◆ **SET EXERCISE**:
Shift every coordinate in the answers by adding -97 to each number, for the stretch of records from the line containing "of the cityscape" through the end of the records. Write out every line in that stretch, including the wording lines, with only those coordinate numbers changed.

◆ **MATERIALS PROVIDED**:
[START]
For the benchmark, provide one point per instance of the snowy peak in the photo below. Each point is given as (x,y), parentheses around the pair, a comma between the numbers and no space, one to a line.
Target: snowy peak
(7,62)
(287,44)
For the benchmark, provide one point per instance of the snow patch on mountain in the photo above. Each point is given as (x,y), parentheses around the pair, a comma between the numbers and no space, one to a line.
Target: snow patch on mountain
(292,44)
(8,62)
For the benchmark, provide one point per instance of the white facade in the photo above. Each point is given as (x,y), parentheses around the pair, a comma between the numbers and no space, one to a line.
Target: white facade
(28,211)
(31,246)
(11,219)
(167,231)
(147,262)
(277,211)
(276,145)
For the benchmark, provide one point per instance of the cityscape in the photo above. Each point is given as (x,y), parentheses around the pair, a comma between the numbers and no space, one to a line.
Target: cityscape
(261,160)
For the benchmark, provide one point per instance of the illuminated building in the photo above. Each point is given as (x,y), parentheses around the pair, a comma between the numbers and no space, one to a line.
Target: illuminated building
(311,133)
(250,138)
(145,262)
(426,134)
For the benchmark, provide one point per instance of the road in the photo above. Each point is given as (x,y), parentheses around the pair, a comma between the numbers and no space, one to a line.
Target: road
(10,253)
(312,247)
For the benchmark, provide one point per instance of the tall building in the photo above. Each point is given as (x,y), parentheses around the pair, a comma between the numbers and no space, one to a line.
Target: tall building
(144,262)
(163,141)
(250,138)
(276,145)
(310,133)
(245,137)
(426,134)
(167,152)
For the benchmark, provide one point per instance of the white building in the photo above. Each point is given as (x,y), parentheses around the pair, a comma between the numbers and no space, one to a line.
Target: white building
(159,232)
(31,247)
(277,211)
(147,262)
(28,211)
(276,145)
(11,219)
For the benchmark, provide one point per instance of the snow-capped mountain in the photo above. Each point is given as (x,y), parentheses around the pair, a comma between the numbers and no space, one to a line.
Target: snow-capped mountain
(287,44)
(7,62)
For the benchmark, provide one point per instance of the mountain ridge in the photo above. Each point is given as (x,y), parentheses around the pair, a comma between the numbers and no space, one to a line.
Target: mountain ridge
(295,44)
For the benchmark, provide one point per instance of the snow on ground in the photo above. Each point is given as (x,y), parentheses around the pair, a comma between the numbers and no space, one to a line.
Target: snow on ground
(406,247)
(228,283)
[END]
◆ **WRITTEN SOLUTION**:
For the benchmark, provide one point per instance of the cityscape in the photo above. Each point is given as (x,y), parentheses around the pair, a comma between the numbers and no space, one to a line.
Target: cityscape
(164,63)
For the benchmark, provide one point per instance of the illuminated building in the photo above. Each point is given as (x,y), parentheses around the pair, a comma between the numbers and no space, one to a line.
Target: illuminated building
(214,36)
(153,41)
(48,165)
(329,37)
For the benchmark, provide one point per instance of the road in the photo above. Each point is given as (x,y), parentheses around the pair, a comma between the numbers and no space, one to a line.
Target: road
(-87,156)
(215,150)
For the benchmark, provide one point per instance of the tall building in the photo above. Each point is given as (x,y), parentheses around the pair, a comma between the numbers and no space, one to a line.
Target: tall building
(47,165)
(66,44)
(153,41)
(179,48)
(213,36)
(148,40)
(329,37)
(70,55)
For the benchmark, provide one point per instance of the white building in the photo above. Each point is given as (x,y), parentheses around the pair, a comma between the numbers and no space, one to a line.
Target: white building
(62,135)
(-66,150)
(180,114)
(50,165)
(-69,114)
(179,48)
(-86,122)
For the benchmark, provide one point per instance of the snow-capped mountain in the photo above. Each point is given as (x,y), parentheses around the pair, a comma between the numbers and no space, one to a line.
Target: snow-capped mountain
(190,-53)
(-90,-35)
For the benchmark, provide one point per instance of the mountain ridge in the photo above. Each point is given as (x,y), parentheses around the pair, a comma between the numbers and no space, one to a line.
Target: mountain ridge
(198,-53)
For the benchmark, provide one point per instance of the snow on ground in the photo above. Each point is given as (x,y), parentheses around the pair, a comma between the numbers and no space, one to a line.
Target: snow on ground
(309,150)
(131,186)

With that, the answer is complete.